Requirements: Reproduce the material word for word, from its first line through the line containing "x=1179, y=534", with both end lines included.

Dataset extract:
-- Begin --
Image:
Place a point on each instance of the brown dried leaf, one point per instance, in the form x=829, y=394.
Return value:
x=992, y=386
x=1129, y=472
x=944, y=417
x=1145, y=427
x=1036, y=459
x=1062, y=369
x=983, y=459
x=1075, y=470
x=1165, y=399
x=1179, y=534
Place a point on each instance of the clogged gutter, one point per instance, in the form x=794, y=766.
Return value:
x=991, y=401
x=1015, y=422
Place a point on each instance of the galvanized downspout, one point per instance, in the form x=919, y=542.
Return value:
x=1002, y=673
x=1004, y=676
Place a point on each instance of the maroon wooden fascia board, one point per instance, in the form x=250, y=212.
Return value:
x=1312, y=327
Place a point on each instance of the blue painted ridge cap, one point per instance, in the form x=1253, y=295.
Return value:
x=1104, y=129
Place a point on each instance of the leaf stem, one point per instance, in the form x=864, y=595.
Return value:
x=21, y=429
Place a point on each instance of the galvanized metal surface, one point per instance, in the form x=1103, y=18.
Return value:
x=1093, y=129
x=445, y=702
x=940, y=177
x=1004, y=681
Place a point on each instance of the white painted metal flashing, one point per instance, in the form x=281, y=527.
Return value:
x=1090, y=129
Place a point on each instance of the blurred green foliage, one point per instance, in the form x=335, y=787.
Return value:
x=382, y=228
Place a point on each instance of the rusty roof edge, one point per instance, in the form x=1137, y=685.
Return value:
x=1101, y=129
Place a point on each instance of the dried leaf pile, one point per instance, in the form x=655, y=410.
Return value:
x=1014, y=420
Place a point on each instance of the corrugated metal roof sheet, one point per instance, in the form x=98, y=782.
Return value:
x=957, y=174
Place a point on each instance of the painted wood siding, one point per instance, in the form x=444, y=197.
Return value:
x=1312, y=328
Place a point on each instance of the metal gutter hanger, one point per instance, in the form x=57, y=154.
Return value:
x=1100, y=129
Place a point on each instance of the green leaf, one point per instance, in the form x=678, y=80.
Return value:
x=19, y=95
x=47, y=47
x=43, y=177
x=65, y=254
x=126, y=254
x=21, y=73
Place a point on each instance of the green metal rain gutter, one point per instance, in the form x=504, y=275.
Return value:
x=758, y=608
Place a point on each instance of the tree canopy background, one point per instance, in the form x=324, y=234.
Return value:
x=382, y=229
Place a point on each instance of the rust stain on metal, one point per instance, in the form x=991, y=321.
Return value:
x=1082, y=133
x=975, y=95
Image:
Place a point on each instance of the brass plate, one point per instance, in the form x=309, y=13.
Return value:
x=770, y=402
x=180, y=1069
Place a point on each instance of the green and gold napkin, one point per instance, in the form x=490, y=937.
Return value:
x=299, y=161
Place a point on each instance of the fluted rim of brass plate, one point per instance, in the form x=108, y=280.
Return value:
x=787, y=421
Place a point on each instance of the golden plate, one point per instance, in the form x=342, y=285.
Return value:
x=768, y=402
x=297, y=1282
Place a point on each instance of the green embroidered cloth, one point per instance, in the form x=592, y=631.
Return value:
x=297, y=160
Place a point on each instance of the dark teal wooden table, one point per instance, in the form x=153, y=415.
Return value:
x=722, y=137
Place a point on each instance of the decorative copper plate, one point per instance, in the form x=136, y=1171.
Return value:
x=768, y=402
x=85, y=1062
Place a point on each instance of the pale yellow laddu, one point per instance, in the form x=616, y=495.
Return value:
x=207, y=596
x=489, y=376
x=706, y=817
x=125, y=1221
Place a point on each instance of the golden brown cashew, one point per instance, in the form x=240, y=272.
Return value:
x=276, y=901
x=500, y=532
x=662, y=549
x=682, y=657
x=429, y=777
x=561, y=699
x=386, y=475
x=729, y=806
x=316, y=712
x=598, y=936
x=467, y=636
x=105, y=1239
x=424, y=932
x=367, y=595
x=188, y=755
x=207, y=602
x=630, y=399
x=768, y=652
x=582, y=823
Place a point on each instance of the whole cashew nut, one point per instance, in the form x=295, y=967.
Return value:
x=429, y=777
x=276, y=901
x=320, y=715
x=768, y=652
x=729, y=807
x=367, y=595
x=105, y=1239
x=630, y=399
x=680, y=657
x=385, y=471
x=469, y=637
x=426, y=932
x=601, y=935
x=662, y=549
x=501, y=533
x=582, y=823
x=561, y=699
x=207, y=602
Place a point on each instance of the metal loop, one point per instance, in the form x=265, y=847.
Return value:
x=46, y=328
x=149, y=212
-- End --
Correct output:
Image:
Place a point on each instance of the brown dried leaf, one point per instance, in the form x=829, y=394.
Return value:
x=992, y=386
x=1129, y=472
x=944, y=417
x=1145, y=427
x=1036, y=459
x=1062, y=369
x=983, y=459
x=1075, y=470
x=1165, y=399
x=1179, y=534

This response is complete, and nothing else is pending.